• Saved data entries:
########

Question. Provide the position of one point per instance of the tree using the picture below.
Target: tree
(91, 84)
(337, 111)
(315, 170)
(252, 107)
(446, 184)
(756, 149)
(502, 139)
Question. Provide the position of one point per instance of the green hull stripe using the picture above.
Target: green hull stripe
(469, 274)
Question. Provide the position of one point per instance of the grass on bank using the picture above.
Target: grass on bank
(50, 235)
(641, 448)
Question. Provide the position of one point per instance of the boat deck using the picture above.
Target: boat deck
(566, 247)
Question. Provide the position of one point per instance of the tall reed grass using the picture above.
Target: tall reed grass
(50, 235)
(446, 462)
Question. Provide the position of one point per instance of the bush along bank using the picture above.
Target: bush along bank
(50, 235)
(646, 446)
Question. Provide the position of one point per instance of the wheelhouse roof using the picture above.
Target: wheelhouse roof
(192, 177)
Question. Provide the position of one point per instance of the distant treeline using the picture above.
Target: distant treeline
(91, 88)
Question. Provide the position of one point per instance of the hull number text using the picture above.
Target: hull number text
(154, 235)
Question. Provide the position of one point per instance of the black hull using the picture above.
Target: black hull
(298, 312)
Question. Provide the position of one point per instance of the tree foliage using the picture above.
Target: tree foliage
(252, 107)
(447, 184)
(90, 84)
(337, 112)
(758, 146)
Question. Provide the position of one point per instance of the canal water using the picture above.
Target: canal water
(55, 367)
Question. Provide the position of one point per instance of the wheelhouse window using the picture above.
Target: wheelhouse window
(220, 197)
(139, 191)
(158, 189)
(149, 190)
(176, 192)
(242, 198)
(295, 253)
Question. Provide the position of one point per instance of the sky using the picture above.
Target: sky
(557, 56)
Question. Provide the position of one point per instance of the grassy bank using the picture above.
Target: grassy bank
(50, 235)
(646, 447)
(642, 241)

########

• Goal of the exercise:
Write out all of these lines word for word.

• Task response:
Question. Provide the position of one point per instance of the tree using the picture below.
Target: tree
(91, 84)
(337, 111)
(315, 170)
(252, 107)
(446, 184)
(756, 149)
(502, 139)
Question. Provide the position of one point per instance of the green hull stripe using the picture above.
Target: green hull stripe
(469, 274)
Question. Provide the position of one point per instance of the grass on bank using the picture above.
Target: grass on bank
(50, 235)
(641, 448)
Question. Provide the position of one point per instance of the boat deck using the picture above.
Target: boat deck
(566, 247)
Question. Provide the position of one point per instance of the tall reed grass using the picture above.
Target: tall reed grass
(50, 235)
(446, 462)
Question. Provide the position of one point per instance of the bush along bank using the picture above.
Target: bush along bank
(50, 235)
(646, 446)
Question. Provide the position of one point per instance of the wheelhouse roof using the picture above.
Target: wheelhouse roof
(192, 177)
Question. Provide the position of one point per instance of the distant treeline using the picture above.
Target: distant treeline
(91, 88)
Question. Provide the position of one point per instance of the hull number text using the picture above.
Target: hull number text
(154, 235)
Question. Provide the position of one point per instance of the black hull using the picture above.
Target: black hull
(298, 312)
Question. Provide the position of one point per instance of the tree foliage using the picture above.
Target: tree foliage
(252, 107)
(447, 184)
(90, 84)
(337, 112)
(758, 146)
Question. Provide the position of one point per instance of the canal water using the picture above.
Target: canal water
(55, 367)
Question. Provide the position of one point per instance of the wheelhouse window using the picture above.
Target: wheelhouse window
(220, 197)
(139, 191)
(158, 189)
(149, 190)
(176, 192)
(242, 198)
(295, 253)
Question. Provide the position of one point per instance of the sky using the picture above.
Target: sky
(557, 56)
Question. Provide the position of one point per instance of the grassy bank using the picture above.
Target: grassy bank
(50, 235)
(646, 447)
(642, 241)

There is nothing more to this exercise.